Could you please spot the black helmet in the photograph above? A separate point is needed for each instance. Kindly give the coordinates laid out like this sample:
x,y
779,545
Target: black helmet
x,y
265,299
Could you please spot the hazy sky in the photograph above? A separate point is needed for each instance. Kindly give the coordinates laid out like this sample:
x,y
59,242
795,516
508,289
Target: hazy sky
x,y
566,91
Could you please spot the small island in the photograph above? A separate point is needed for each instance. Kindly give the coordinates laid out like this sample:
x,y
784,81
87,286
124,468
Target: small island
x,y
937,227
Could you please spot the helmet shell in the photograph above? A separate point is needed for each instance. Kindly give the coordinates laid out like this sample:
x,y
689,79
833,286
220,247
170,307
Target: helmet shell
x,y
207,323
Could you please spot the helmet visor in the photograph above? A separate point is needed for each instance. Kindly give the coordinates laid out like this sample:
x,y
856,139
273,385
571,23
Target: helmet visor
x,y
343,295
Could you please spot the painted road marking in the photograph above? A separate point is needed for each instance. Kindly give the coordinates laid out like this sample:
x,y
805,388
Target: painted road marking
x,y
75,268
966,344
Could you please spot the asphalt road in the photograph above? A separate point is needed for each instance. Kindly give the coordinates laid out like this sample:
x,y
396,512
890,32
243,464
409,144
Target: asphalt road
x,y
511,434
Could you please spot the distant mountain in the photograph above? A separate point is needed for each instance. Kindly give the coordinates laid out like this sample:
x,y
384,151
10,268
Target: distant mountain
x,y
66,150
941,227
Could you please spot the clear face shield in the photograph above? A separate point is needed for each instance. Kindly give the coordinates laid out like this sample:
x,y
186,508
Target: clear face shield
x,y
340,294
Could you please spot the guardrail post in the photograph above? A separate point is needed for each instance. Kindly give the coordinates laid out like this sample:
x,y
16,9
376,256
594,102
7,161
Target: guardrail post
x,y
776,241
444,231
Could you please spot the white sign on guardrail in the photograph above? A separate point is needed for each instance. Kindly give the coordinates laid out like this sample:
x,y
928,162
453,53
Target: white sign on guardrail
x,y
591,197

What you should do :: Every record must be set down again exactly.

Exercise result ::
Could you please spot the black helmet in the photograph above? A separate point is needed for each instance. Kindly give the coordinates laid out like this sample:
x,y
779,545
Target: black helmet
x,y
265,299
Could you please spot the hazy sky in the photograph above? A separate point is needed for each instance. Kindly give the coordinates laid out like this sample:
x,y
59,242
795,516
508,289
Target: hazy sky
x,y
566,91
Could you please spot the small island in the photograph above? A separate point is needed for each instance. Kindly give the coordinates laid out like this sample:
x,y
784,81
87,286
124,468
Target: small island
x,y
937,227
Could you please spot the helmet shell in the photograph above? A separate point is needed for each instance. Kindly give the coordinates laid out like this sample:
x,y
689,79
833,286
220,247
170,307
Target: helmet shell
x,y
207,323
Could you please spot the helmet visor in the photograph above? A separate point is needed for each instance. Kindly give the coordinates laid out like this sample:
x,y
856,139
273,385
571,23
Target: helmet visor
x,y
343,295
Could you please spot the painted road marking in the photograph above? A separate point is needed for each instance. Kindly give the coordinates laid out like this sample:
x,y
805,388
Target: painted road marking
x,y
75,268
966,344
Could you please spot the asphalt road in the photograph above? A separate point is needed for each instance. Kindly give the coordinates laid out like this sample:
x,y
396,512
890,32
243,464
409,144
Target: asphalt road
x,y
511,434
Could you please spot the distant mountain in the photograph above? A separate point is needed for each instance. Kindly give the coordinates laid out like this sample:
x,y
384,151
10,268
Target: distant mountain
x,y
66,150
941,227
Could you please spot the clear face shield in the photograph above? A separate point is needed for each instance. Kindly give the coordinates laid out like this sample:
x,y
186,508
Target: clear face shield
x,y
340,294
Could you please spot the guardrail post in the photograph above? A separate point is needed for each instance. Kindly give the coordinates laid out like this sample:
x,y
16,9
376,256
594,102
7,161
Target: guardrail post
x,y
776,241
444,231
Could you please spot the white sign on guardrail in the photograph above? A separate point is needed for each instance. Kindly give the coordinates laid out like this sample:
x,y
928,162
453,53
Target: white sign on guardrail
x,y
591,197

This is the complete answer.